───── PASSAGE FOR REVIEW ─────

Carlos also has some experience in performing analysis on AB test data and help in the experiments decision-making via statistical testing.

MSc Thesis

Title: Domain Oriented Biclustering Validation

Supervisor: Luis Torgo ; co-supervisor: Catarina Magalhaes

MSc in Computer Science, FCUP-U. Porto

Finished: Nov/2016

Abstract

Clustering is a traditional data mining task which consists in partitioning a set of data objects into subsets in such a way that the objects within the same subset (cluster) are similar to one another and dissimilar to objects in other subsets. Moreover, the objects in the same cluster are similar with respect to all the attributes (or features) that describe them. However, there are other formulations of the clustering problem. For instance, one can be interested in finding groups of objects with a similar pattern in some attributes, and not all of them. Biclustering techniques simultaneously cluster both rows and columns in order to find those groups. The motivation for the work presented in this dissertation comes from the application of biclustering techniques to the metagenomic dataset generated from the worldwide 2014 Ocean Sampling Day event. Since microbial activity is a fundamental component of ocean’s biogeochemical cycles, we tried to find geographic niches of certain microbial functions through the application of biclustering techniques. The problem here is how to determine the relevance of a bicluster from a biological and geographical point of view.

We propose a general methodology that evaluates a bicluster considering the relevance of the rows and the relevance of the columns belonging to it. Such relevance is computed relying on a set of indexes defined according to the application domain.

In our case study, the relevance of the rows corresponds to the biological relevance, since the rows of the metagenomic dataset represent the microbial functions. On the other hand, the relevance of the columns corresponds to the geographical relevance, since the columns of the metagenomic dataset represent sampling sites.

─────

» **PROBLEMS AND TASKS**
1. In the thesis passage, reproduce word for word the stretch from "We propose a" through "the application domain.".
2. Name every person mentioned in the thesis passage.
3. Summarize the thesis passage in two sentences.

───── SUPPLIED DATA ─────

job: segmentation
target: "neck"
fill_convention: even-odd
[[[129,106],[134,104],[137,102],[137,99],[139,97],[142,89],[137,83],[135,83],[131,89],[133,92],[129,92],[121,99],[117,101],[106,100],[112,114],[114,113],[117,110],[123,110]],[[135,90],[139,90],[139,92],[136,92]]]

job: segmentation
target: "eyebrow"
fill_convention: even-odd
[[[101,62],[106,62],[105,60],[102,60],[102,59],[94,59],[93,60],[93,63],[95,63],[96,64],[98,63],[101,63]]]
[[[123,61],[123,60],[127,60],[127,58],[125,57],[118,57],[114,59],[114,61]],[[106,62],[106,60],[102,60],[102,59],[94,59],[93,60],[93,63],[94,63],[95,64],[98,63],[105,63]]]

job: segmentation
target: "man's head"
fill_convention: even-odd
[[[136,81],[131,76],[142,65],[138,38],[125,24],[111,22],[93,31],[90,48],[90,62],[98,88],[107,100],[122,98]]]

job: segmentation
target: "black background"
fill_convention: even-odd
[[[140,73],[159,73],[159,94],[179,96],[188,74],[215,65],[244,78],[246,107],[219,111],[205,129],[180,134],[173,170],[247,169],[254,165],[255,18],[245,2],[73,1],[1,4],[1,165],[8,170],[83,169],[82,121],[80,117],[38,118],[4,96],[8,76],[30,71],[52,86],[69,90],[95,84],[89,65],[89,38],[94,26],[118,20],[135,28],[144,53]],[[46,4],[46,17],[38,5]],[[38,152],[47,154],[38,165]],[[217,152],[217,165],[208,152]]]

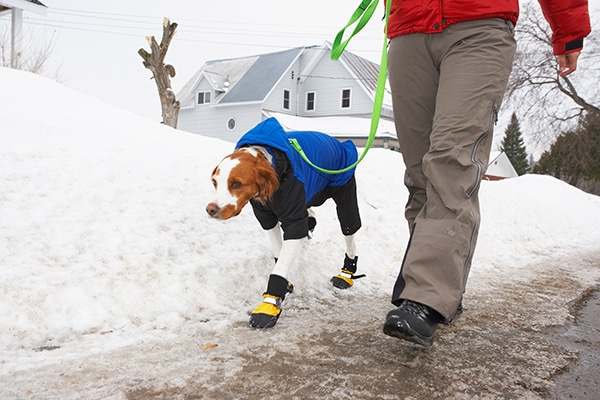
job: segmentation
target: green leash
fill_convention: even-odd
[[[331,59],[336,61],[344,52],[344,49],[350,42],[350,39],[354,37],[362,28],[365,27],[369,19],[373,15],[373,12],[377,8],[377,3],[379,0],[363,0],[362,3],[358,6],[352,17],[350,17],[350,21],[338,32],[333,41],[333,45],[331,47]],[[373,144],[373,140],[375,139],[375,135],[377,134],[377,126],[379,125],[379,118],[381,116],[381,106],[383,105],[383,95],[385,92],[385,81],[387,78],[387,27],[388,27],[388,19],[390,16],[390,9],[392,5],[392,0],[387,0],[385,7],[385,27],[384,27],[384,38],[383,38],[383,50],[381,51],[381,64],[379,67],[379,77],[377,79],[377,90],[375,91],[375,98],[373,100],[373,113],[371,114],[371,131],[369,133],[369,139],[367,140],[367,144],[365,145],[365,151],[362,152],[358,160],[356,162],[344,169],[339,170],[330,170],[321,168],[312,161],[308,159],[304,150],[298,143],[296,139],[290,139],[290,144],[292,147],[300,154],[302,159],[306,161],[311,167],[315,168],[318,171],[324,172],[326,174],[342,174],[344,172],[350,171],[352,168],[356,167],[358,163],[362,161],[363,158],[367,155],[369,148],[371,148],[371,144]],[[342,37],[344,36],[344,31],[349,28],[356,21],[356,27],[354,31],[350,35],[350,37],[342,42]]]

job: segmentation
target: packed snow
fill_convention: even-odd
[[[34,365],[247,321],[272,268],[268,240],[250,207],[229,221],[204,210],[232,143],[20,71],[0,68],[0,91],[0,387]],[[367,277],[352,296],[391,293],[408,238],[402,177],[389,150],[371,149],[357,168]],[[518,280],[524,265],[599,248],[599,197],[536,175],[483,182],[480,197],[472,275]],[[316,211],[315,237],[289,276],[290,307],[319,310],[339,295],[329,283],[344,257],[335,207]]]

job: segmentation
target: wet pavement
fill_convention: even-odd
[[[550,337],[577,359],[553,379],[550,397],[556,400],[600,398],[600,287],[585,293],[574,305],[573,325],[557,329]]]

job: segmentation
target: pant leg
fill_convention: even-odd
[[[406,59],[422,47],[422,39],[414,36],[401,37]],[[412,224],[392,302],[418,301],[450,317],[462,298],[475,250],[479,184],[516,44],[512,26],[500,19],[452,25],[427,41],[439,81],[429,148],[421,160],[425,201]],[[394,103],[394,109],[403,105],[406,101]],[[414,117],[398,112],[404,115],[396,124]]]
[[[409,192],[404,215],[411,230],[427,201],[423,157],[429,151],[439,82],[439,70],[429,52],[429,41],[426,34],[396,37],[391,40],[388,54],[394,121],[406,166],[404,185]]]

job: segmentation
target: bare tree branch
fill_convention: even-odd
[[[152,71],[152,76],[156,82],[163,123],[173,128],[177,128],[180,103],[175,98],[175,93],[171,89],[170,78],[175,76],[175,67],[165,65],[164,60],[176,30],[177,23],[171,23],[168,18],[165,18],[163,20],[163,35],[160,45],[156,42],[154,36],[148,36],[146,40],[150,45],[150,53],[144,49],[138,50],[138,54],[144,60],[142,64],[145,68]]]
[[[599,38],[586,38],[577,71],[561,78],[552,54],[552,32],[538,4],[523,3],[516,27],[517,54],[504,107],[516,111],[530,139],[545,147],[580,116],[599,112]]]

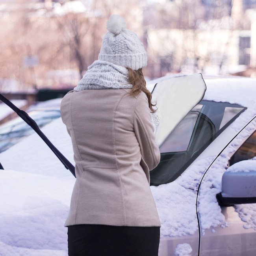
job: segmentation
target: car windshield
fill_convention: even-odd
[[[42,109],[28,113],[40,128],[60,117],[58,109]],[[0,126],[0,153],[33,132],[32,128],[19,117]]]
[[[174,180],[246,108],[228,102],[202,101],[163,140],[150,185]]]

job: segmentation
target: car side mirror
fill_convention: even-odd
[[[216,195],[220,206],[256,203],[256,160],[241,161],[228,167],[222,176],[221,190]]]

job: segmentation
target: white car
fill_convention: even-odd
[[[150,172],[159,255],[254,256],[256,80],[205,81],[203,100],[165,137]]]
[[[151,172],[159,255],[254,256],[256,79],[204,80],[203,99],[161,143]],[[74,163],[61,119],[43,131]],[[0,255],[67,255],[73,175],[36,134],[0,154]]]

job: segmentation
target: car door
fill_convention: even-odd
[[[236,163],[256,156],[256,118],[249,122],[211,165],[200,185],[197,210],[200,256],[253,256],[256,251],[256,204],[219,206],[222,175]]]

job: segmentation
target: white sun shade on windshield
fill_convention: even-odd
[[[202,99],[206,89],[201,74],[173,78],[157,84],[152,99],[156,102],[160,118],[156,132],[159,145]]]

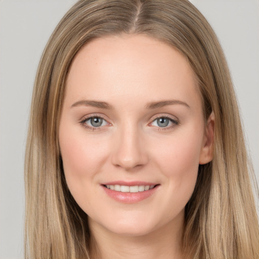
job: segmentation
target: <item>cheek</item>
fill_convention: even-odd
[[[104,163],[107,149],[101,141],[87,138],[83,131],[59,132],[59,145],[66,180],[73,196],[83,193]],[[90,181],[91,180],[91,181]]]
[[[157,149],[157,165],[170,192],[164,202],[172,204],[177,210],[183,209],[193,192],[202,142],[202,137],[184,136],[168,142],[166,148]],[[172,210],[170,213],[175,212]]]

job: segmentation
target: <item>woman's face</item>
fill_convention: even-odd
[[[212,120],[205,127],[194,74],[172,47],[140,35],[83,47],[68,74],[59,140],[90,225],[127,235],[180,226],[199,164],[211,159]]]

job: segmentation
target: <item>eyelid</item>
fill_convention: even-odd
[[[90,119],[92,118],[101,118],[101,119],[103,119],[104,120],[105,120],[107,122],[107,124],[105,126],[100,126],[99,127],[94,127],[94,126],[92,126],[88,124],[85,124],[85,122],[87,120],[88,120],[89,119]],[[110,125],[111,125],[111,123],[110,123],[109,121],[108,121],[107,119],[105,118],[104,116],[103,116],[102,115],[97,114],[89,114],[88,115],[84,116],[81,119],[80,119],[79,123],[81,125],[83,126],[85,128],[90,130],[93,131],[100,130],[102,130],[102,128],[103,128],[104,127],[105,127],[106,126],[107,126],[107,125],[110,126]]]
[[[169,119],[172,123],[172,125],[171,125],[170,126],[166,126],[165,127],[158,127],[157,126],[152,126],[152,125],[151,125],[156,119],[159,119],[160,118],[164,118]],[[157,114],[157,115],[155,115],[155,116],[152,118],[152,121],[151,122],[150,122],[149,123],[149,125],[151,126],[154,126],[154,127],[158,128],[158,130],[159,130],[159,131],[164,131],[164,130],[169,130],[173,127],[175,127],[175,126],[177,126],[179,124],[180,124],[180,121],[178,119],[178,118],[177,118],[176,117],[175,117],[174,116],[173,116],[172,115],[169,115],[168,114]]]

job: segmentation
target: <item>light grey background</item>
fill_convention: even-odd
[[[259,0],[192,0],[225,52],[259,180]],[[0,259],[23,256],[23,160],[43,49],[75,0],[0,0]]]

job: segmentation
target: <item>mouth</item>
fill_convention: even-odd
[[[154,188],[158,185],[135,185],[135,186],[127,186],[127,185],[120,185],[118,184],[115,185],[104,185],[104,186],[110,190],[115,191],[115,192],[130,192],[130,193],[137,193],[140,192],[145,192],[149,190]]]
[[[105,193],[119,202],[134,203],[154,195],[160,189],[160,184],[143,182],[116,182],[101,185]]]

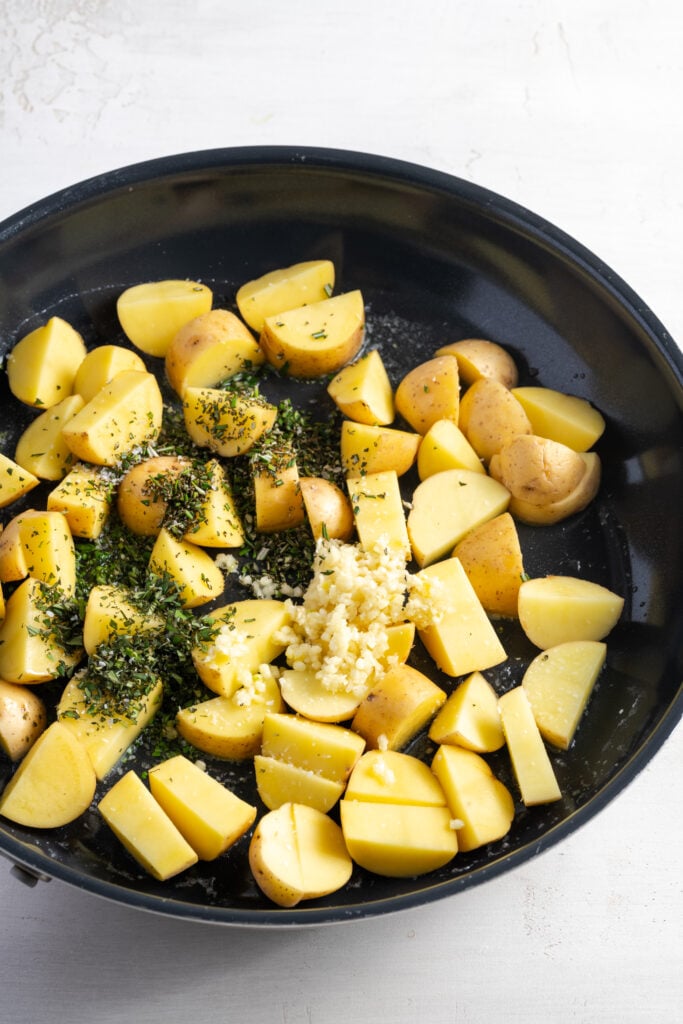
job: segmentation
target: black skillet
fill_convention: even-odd
[[[485,337],[512,352],[523,382],[583,395],[606,419],[595,503],[557,526],[521,530],[529,574],[582,574],[626,597],[574,742],[553,754],[563,799],[518,806],[503,842],[432,874],[397,881],[356,870],[343,891],[290,910],[256,889],[246,840],[161,884],[119,847],[94,805],[73,825],[43,834],[0,819],[0,852],[30,876],[233,926],[322,924],[416,906],[518,865],[588,823],[681,716],[683,356],[624,282],[527,210],[445,174],[338,151],[217,150],[127,167],[0,225],[0,353],[55,313],[89,345],[121,342],[115,300],[132,284],[200,279],[216,305],[229,306],[243,282],[316,257],[334,261],[337,291],[361,289],[369,343],[380,347],[394,385],[438,345]],[[2,451],[11,455],[30,415],[4,374],[0,387]],[[313,402],[322,391],[283,388]],[[2,510],[2,521],[14,511]],[[513,626],[503,640],[509,662],[487,673],[500,691],[519,682],[535,653]],[[427,666],[419,649],[416,658]],[[430,753],[423,737],[412,750]],[[147,763],[142,744],[133,764]],[[250,765],[211,768],[254,798]],[[495,768],[514,790],[504,757]],[[9,772],[0,761],[0,785]]]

─────

» **SOLUTIONS**
1.
We propose a general methodology that evaluates a bicluster considering the relevance of the rows and the relevance of the columns belonging to it. Such relevance is computed relying on a set of indexes defined according to the application domain.

2. Carlos, Luis Torgo, Catarina Magalhaes

3. The thesis passage presents an MSc thesis in Computer Science at FCUP-U. Porto, titled "Domain Oriented Biclustering Validation" and finished in November 2016, which was motivated by applying biclustering techniques to the metagenomic dataset from the 2014 Ocean Sampling Day event. It proposes a general methodology that evaluates a bicluster by the relevance of its rows and columns, computed from domain-defined indexes, and in the case study these correspond to biological and geographical relevance.